* [TASK PROMPT]
Starting at the line containing "Where in the scene above is the tripod" and ending at the line containing "[400,342,475,457]", resize those records by reproducing every line, requests included, with each box coordinate in the answers multiplied by 1.35 and rounded to a whole number, halves rounded up. Return only those lines, and omit the pictures.

(Records for bounding box labeling)
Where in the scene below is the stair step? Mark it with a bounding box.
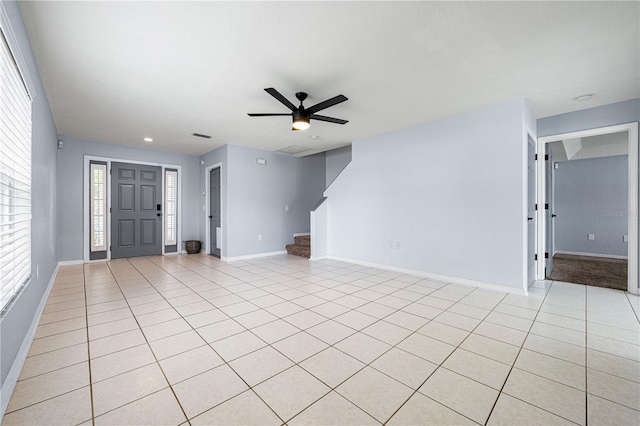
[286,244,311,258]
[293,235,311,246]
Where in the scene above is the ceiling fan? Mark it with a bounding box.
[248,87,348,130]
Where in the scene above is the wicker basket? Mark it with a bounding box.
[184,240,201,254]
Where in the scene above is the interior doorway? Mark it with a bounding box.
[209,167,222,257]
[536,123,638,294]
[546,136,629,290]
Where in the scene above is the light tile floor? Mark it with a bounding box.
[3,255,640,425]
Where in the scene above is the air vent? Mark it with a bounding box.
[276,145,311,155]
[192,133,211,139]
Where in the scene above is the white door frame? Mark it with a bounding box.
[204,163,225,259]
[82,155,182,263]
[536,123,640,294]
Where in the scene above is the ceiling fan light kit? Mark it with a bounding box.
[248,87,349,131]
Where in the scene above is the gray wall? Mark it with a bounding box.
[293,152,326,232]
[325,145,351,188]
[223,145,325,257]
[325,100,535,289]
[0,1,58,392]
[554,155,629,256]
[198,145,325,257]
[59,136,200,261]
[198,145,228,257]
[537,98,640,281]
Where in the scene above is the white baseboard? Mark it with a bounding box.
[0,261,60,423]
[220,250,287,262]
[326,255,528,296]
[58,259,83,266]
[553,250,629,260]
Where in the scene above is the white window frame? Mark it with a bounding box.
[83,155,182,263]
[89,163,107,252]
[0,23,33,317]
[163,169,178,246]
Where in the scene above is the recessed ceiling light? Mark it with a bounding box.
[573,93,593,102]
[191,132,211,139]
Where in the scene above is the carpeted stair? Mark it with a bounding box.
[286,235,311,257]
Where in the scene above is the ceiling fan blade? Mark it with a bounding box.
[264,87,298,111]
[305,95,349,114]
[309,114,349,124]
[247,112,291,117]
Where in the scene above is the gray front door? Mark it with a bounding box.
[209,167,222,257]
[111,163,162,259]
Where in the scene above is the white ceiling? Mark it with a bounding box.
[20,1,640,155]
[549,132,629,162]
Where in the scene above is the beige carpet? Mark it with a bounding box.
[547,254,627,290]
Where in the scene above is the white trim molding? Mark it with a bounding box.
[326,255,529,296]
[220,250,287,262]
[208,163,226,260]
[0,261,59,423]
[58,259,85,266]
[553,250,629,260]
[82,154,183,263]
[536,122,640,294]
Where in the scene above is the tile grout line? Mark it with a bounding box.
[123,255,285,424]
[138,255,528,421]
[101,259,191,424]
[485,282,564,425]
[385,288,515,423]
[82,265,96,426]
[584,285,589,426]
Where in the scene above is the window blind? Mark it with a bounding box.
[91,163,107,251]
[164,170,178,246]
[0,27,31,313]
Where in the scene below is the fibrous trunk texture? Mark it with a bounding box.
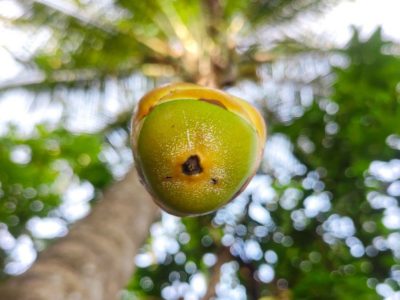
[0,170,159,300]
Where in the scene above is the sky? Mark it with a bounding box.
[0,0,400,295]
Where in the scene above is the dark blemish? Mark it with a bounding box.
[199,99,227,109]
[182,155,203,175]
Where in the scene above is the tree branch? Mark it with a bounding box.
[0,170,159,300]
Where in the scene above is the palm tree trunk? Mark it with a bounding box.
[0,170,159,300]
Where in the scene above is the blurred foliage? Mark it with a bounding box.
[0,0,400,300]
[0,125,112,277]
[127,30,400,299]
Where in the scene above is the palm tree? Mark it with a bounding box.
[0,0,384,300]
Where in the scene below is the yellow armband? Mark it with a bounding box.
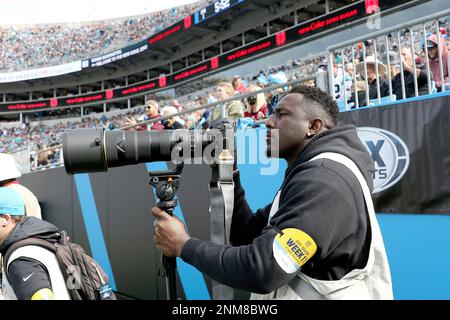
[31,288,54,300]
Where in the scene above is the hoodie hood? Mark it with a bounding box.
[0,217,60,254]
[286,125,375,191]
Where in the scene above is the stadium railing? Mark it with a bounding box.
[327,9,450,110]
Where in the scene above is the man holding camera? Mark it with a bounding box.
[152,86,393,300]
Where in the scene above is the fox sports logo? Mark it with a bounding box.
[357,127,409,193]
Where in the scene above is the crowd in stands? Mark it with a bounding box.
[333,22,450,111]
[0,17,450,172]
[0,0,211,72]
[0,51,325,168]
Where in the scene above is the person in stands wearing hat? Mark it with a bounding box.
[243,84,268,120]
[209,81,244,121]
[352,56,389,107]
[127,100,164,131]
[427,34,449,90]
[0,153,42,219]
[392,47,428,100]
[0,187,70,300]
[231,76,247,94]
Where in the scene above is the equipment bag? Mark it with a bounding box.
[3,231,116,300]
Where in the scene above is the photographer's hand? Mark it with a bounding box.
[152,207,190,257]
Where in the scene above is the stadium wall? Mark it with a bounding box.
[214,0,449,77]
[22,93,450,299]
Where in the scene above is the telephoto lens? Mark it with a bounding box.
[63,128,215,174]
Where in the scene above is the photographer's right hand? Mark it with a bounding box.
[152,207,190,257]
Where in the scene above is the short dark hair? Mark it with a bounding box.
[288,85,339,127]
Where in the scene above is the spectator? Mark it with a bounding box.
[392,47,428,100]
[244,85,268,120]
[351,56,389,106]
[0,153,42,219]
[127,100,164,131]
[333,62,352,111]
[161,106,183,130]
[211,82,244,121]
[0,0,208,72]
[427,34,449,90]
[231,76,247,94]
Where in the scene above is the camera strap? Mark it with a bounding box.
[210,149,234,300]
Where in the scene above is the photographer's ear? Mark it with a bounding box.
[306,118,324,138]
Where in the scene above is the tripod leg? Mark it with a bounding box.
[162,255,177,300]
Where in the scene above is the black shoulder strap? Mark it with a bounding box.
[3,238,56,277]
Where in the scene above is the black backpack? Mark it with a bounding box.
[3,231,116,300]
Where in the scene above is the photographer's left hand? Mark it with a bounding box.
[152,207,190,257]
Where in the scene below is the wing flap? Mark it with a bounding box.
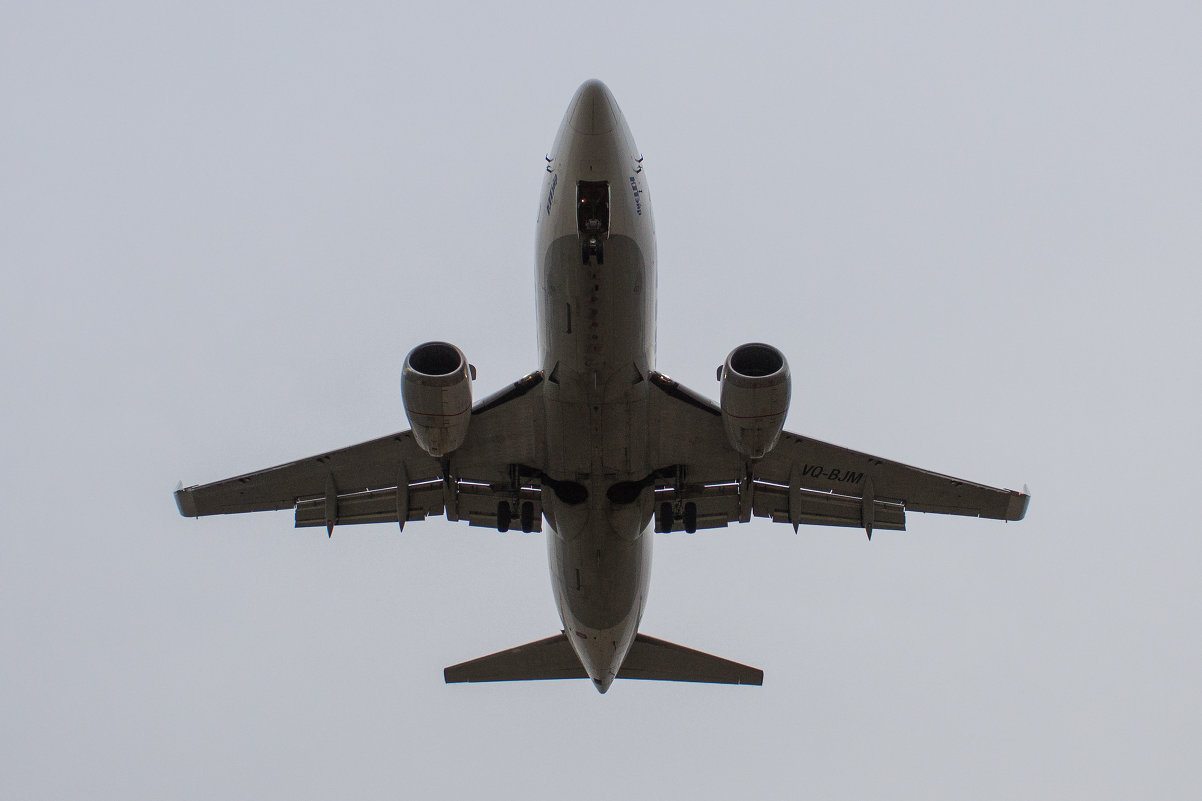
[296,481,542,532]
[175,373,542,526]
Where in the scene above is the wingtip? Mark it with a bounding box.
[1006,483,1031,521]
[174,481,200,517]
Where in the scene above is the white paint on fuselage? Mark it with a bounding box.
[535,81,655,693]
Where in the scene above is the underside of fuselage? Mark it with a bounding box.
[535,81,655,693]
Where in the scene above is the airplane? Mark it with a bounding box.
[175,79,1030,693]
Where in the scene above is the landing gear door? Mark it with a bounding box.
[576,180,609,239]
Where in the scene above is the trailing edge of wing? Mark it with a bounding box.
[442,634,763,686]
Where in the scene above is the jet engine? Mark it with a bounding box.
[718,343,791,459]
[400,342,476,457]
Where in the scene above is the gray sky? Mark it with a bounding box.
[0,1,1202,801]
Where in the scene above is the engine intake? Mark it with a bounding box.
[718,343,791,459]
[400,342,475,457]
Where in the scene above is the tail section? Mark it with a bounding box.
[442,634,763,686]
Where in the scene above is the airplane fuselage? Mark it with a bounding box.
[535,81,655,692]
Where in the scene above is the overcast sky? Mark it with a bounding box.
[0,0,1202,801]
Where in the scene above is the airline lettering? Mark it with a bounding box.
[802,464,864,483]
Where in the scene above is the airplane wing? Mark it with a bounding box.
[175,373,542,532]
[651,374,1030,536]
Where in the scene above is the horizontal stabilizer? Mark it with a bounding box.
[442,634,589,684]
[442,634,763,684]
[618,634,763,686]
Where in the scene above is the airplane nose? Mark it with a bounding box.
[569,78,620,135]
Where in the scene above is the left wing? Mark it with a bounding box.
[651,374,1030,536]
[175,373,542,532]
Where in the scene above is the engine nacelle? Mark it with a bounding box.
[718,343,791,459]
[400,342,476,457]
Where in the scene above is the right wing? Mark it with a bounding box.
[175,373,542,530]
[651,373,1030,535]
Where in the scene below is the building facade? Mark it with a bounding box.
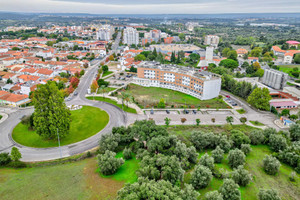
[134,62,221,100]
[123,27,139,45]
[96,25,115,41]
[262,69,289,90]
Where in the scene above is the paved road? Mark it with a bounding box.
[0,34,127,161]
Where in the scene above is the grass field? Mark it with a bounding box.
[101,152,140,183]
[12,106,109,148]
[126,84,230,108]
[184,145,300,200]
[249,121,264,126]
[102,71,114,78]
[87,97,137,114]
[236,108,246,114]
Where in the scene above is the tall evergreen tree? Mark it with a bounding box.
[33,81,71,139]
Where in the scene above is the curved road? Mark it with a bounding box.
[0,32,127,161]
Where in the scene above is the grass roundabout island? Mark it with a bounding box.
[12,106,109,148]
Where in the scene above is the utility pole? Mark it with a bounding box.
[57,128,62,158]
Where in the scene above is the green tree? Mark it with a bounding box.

* [EXERCISE RESULT]
Where in the scene above is the tripod leg? Mark it with a bounding box.
[219,344,239,405]
Where in the scene above is the black shoulder strap? Mark it with a bounding box.
[4,321,76,374]
Where in the scene above is the black backpack? Mark it with a bounding box.
[4,312,157,405]
Where in the scene above is the photographer's left hand? Mark it with a bounding box.
[205,279,257,347]
Where in the scene below is the wing flap? Mark it with a bounding box.
[400,649,732,718]
[236,504,732,710]
Where in the scene above is the wingtip? Mark it with a bounding box.
[1358,652,1392,703]
[235,649,270,698]
Where in the scene above is the white paint on fuselage? Mark it with a bounding box.
[722,109,884,936]
Where in the scene above is the underside of fuselage? Mark it with a bounding box.
[722,109,884,936]
Where in the scene above is the airplane? Mark it with a bounding box.
[236,107,1391,936]
Where in the scene above is the landing gear door? Mark it with a bounding box.
[778,243,822,323]
Where in the scene above is the trailing edge of wing? Mark it with a bounding box.
[597,856,1030,926]
Where in the scene above is the jet engine? Mark it with a bounding box.
[969,463,1068,620]
[540,462,643,617]
Where in the scene above is the gray sky? Mark it with a bounding box.
[0,1,1623,1081]
Where in the scene above is the engine intake? Mark it with a bounding box.
[969,463,1068,620]
[540,462,641,617]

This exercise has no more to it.